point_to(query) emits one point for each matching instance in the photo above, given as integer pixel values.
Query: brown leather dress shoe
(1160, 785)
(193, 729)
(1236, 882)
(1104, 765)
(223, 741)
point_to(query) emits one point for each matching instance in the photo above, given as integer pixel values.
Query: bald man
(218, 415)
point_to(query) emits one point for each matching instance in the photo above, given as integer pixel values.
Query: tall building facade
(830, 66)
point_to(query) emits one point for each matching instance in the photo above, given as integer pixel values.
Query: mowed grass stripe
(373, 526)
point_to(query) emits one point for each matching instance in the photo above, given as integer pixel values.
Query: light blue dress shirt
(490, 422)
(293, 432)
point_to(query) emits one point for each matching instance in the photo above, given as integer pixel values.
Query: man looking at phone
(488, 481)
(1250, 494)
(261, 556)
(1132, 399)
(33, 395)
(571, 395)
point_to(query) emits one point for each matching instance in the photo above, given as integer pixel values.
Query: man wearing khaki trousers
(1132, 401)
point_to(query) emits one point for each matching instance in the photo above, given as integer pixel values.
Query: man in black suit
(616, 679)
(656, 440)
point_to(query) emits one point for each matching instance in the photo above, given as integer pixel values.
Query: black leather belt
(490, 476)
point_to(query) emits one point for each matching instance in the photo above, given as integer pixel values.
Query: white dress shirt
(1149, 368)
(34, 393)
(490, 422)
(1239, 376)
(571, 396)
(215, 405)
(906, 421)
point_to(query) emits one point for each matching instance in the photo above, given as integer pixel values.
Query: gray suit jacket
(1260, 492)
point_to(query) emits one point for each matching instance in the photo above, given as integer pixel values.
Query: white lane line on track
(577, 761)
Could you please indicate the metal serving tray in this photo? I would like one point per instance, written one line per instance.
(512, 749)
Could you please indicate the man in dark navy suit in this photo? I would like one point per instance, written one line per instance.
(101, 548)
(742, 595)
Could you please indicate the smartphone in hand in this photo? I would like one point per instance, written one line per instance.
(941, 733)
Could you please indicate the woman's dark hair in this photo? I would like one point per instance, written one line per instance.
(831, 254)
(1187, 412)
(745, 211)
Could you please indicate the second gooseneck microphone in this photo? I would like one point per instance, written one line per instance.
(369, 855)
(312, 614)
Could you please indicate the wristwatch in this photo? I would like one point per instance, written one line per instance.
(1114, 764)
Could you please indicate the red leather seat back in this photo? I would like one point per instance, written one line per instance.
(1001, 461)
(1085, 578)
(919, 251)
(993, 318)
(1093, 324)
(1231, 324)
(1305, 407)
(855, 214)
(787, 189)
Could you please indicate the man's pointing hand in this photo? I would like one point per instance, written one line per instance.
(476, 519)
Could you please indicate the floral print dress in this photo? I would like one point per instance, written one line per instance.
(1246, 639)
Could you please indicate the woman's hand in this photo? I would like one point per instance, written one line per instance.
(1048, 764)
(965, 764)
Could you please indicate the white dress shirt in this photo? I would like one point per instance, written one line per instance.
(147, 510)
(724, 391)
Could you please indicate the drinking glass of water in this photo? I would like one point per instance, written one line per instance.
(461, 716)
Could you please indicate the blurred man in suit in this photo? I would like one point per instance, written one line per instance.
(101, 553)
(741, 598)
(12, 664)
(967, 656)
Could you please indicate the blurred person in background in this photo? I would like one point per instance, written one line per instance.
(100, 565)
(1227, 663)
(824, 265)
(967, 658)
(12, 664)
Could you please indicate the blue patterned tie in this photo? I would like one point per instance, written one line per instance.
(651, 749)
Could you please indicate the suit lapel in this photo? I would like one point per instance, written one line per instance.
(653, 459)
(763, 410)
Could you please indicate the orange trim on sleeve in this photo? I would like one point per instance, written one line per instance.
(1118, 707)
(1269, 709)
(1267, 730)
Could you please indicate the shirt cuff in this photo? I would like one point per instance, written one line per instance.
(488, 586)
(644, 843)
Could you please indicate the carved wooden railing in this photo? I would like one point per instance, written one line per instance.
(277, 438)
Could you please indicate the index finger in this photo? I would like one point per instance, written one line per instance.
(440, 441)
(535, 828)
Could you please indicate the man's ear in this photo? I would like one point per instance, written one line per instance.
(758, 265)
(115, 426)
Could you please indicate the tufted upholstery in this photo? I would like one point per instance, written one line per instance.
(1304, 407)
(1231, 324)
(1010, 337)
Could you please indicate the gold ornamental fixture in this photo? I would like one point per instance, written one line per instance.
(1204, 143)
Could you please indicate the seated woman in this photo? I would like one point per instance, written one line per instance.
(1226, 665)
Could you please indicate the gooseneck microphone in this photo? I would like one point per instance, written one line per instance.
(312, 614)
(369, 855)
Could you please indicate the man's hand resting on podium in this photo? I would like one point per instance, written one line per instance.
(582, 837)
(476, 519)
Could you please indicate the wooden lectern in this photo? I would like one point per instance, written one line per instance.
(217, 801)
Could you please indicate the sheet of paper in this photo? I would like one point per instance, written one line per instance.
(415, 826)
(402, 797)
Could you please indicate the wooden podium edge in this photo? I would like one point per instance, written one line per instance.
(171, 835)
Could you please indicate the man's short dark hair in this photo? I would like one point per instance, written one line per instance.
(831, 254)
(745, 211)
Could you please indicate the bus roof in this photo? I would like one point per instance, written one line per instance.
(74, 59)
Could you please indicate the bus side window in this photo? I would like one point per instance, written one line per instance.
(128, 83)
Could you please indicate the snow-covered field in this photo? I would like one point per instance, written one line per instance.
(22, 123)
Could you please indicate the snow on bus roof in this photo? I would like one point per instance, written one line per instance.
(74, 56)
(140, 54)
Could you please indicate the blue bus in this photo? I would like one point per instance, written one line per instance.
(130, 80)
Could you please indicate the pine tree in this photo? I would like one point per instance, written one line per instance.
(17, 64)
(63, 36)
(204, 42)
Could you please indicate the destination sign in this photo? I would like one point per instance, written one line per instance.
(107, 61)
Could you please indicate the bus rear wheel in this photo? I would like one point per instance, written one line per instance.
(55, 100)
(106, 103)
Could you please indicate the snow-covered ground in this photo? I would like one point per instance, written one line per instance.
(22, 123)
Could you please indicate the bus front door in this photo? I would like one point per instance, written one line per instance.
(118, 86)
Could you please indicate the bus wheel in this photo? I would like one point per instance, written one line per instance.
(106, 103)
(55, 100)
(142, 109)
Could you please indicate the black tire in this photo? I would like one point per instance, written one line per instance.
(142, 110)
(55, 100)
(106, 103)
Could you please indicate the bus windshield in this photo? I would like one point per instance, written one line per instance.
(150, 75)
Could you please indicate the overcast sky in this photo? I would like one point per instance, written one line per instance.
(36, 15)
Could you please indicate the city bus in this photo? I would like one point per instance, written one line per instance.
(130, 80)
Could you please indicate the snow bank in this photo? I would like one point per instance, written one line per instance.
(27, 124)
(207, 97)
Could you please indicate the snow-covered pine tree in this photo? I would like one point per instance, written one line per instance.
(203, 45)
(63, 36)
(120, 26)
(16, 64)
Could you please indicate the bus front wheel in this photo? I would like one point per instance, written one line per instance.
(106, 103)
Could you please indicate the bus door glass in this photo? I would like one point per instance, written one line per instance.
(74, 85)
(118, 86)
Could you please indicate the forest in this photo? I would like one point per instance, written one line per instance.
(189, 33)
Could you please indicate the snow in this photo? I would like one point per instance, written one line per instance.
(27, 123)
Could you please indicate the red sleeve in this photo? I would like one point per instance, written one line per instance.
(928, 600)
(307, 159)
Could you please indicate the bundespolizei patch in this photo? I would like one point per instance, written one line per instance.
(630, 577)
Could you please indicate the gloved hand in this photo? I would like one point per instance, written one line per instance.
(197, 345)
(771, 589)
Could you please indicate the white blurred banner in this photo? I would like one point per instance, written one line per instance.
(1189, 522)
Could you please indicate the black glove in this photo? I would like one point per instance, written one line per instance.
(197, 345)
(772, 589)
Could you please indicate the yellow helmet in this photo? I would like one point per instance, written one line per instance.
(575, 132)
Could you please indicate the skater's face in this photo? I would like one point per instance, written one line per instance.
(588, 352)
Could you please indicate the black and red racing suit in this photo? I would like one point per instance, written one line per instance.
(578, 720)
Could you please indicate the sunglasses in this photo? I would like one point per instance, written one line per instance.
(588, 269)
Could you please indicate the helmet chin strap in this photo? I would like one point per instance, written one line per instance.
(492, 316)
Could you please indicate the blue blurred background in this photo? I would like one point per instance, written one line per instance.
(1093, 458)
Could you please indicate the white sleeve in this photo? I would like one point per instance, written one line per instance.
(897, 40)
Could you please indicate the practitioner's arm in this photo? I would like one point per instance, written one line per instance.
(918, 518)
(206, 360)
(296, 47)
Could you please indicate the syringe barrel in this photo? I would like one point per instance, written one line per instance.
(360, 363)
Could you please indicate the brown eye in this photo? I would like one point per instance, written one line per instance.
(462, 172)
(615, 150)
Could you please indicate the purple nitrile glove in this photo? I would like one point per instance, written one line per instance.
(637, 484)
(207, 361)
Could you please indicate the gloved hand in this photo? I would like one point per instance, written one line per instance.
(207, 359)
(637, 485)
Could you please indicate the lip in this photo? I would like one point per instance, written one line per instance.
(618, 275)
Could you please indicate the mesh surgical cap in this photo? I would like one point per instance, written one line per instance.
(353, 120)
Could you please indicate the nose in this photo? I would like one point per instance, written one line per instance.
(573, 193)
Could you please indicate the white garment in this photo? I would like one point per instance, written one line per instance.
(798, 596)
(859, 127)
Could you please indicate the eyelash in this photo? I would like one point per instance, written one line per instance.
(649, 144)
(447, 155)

WHAT IS BEING ASKED -
Starting at the item line that contains "Could you please indicate the white garment" and continuing through the last line of the items, present those lines as a Markdown table with the columns Row and Line. Leave out blank lines.

SOLUTION TO THIS TASK -
| Row | Line |
|---|---|
| 1 | Could you please indicate the white garment in this photo? I would like one point per instance, written one line per instance. |
| 2 | (798, 596) |
| 3 | (859, 127) |
| 4 | Could you please indicate the eyelash in this photo? I would like one point per instance, written one line per instance. |
| 5 | (649, 144) |
| 6 | (447, 155) |